Challenge:
Please reproduce the data below line for line, leaving out the pictures.

Boundary annotation data:
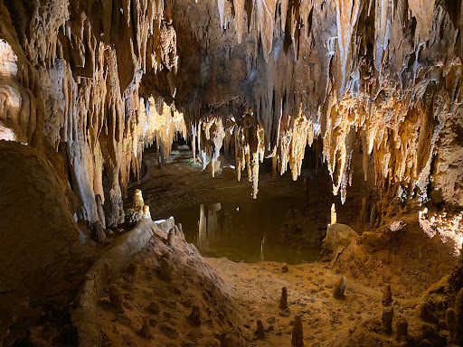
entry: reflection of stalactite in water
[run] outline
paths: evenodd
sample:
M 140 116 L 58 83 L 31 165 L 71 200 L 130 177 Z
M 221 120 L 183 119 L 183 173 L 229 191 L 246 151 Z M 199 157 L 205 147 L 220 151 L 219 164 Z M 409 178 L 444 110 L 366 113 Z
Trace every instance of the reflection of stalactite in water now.
M 200 249 L 209 248 L 209 242 L 207 240 L 207 219 L 204 212 L 204 205 L 202 203 L 199 211 L 199 221 L 198 221 L 198 239 L 196 244 Z
M 265 235 L 262 236 L 262 240 L 260 241 L 260 261 L 264 261 L 264 243 L 265 243 Z
M 200 250 L 211 251 L 214 243 L 219 243 L 223 238 L 222 225 L 223 220 L 220 220 L 222 204 L 220 202 L 206 207 L 201 204 L 198 221 L 197 245 Z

Result:
entry: reflection of stalactite in water
[run] outline
paths: evenodd
sample:
M 140 116 L 58 83 L 31 165 L 71 200 L 130 177 Z
M 221 120 L 183 119 L 183 173 L 229 191 L 246 151 Z M 199 157 L 205 147 L 220 151 L 219 164 Z M 409 178 L 444 110 L 366 113 Z
Trace every instance of the reflection of stalactite in water now.
M 200 249 L 209 248 L 209 242 L 207 240 L 207 219 L 204 212 L 204 205 L 202 203 L 199 211 L 199 221 L 198 221 L 198 239 L 196 244 Z
M 265 235 L 262 236 L 262 240 L 260 241 L 260 261 L 264 261 L 264 243 L 265 243 Z
M 200 250 L 211 251 L 214 243 L 219 243 L 223 238 L 222 225 L 223 220 L 220 220 L 222 204 L 220 202 L 206 207 L 201 204 L 198 221 L 197 245 Z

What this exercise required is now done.